### TESTO PROPOSTO
Nel corso di pochi anni, muovendo i primi passi dalla testimonianza poetica di Giorgio Caproni con la volontà di metterne in scena in maniera inedita l’opera, L’ora dell’Alt ha coinvolto diverse persone, fino a diventare una sorta di collettivo ideale. Fin qui totalmente autofinanziandosi, senza una sede fisica, questi giovani artisti hanno maturato una serie di idee che necessitano ora di uno spazio adeguato per esser trasformate in cosa. L’ora dell’Alt si propone adesso di concretizzarsi tramite un’esperienza di residenza presso l’ARTA di Parigi.  

ENTE OSPITANTE

ARTA (Association de Recherche des Traditions de l’Acteur) è uno studio di sperimentazione sull'arte dell'attore, orientata verso un scenario internazionale. L'ente si rivolge ad artisti francesi ed europei volenterosi di testare diversi metodi di recitazione, tentare approcci insoliti, e aprirsi al confronto con personalità e pedagoghi riconosciuti, provenienti da diversi background culturali. La ricerca condotta da ARTA ha fino ad ora portato a un'espansione degli strumenti a disposizione degli attori, allo sviluppo di processi creativi inediti e all'esame dei metodi più efficaci per dirigere gli attori sul set.     

Intervista

Com’è nato il vostro gruppo e conseguentemente questo progetto?

### SEZIONE DATI
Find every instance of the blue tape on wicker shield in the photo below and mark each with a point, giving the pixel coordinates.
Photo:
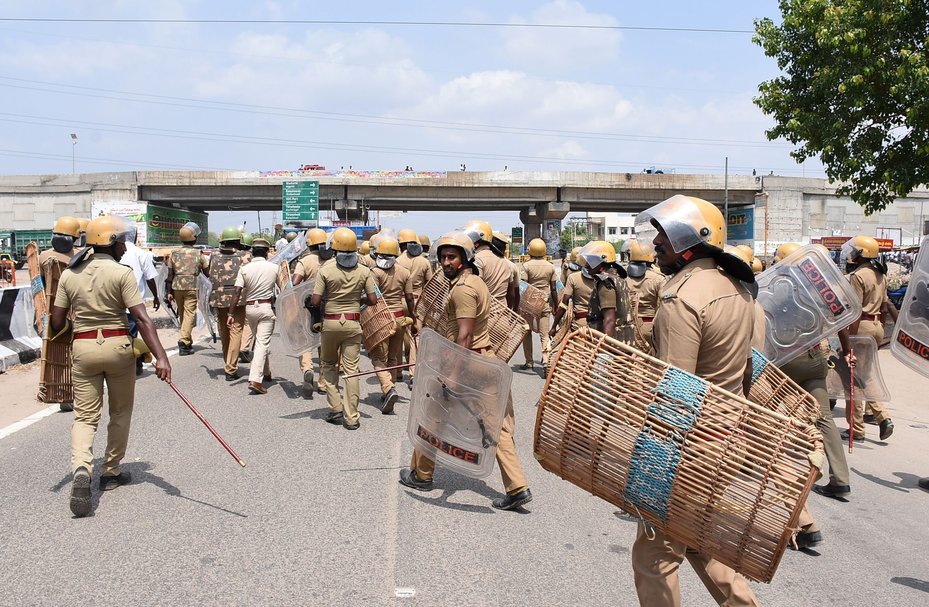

### CONSEGNA
Riporta la parte del testo proposto che si apre con le parole contenenti "ARTA (Association de" e si chiude con "conseguentemente questo progetto?", sostituendo "attori" con "interpreti". Le righe di dati riportate sopra non servono.

### SOLUZIONE SVOLTA
ARTA (Association de Recherche des Traditions de l’Acteur) è uno studio di sperimentazione sull'arte dell'attore, orientata verso un scenario internazionale. L'ente si rivolge ad artisti francesi ed europei volenterosi di testare diversi metodi di recitazione, tentare approcci insoliti, e aprirsi al confronto con personalità e pedagoghi riconosciuti, provenienti da diversi background culturali. La ricerca condotta da ARTA ha fino ad ora portato a un'espansione degli strumenti a disposizione degli interpreti, allo sviluppo di processi creativi inediti e all'esame dei metodi più efficaci per dirigere gli interpreti sul set.     

Intervista

Com’è nato il vostro gruppo e conseguentemente questo progetto?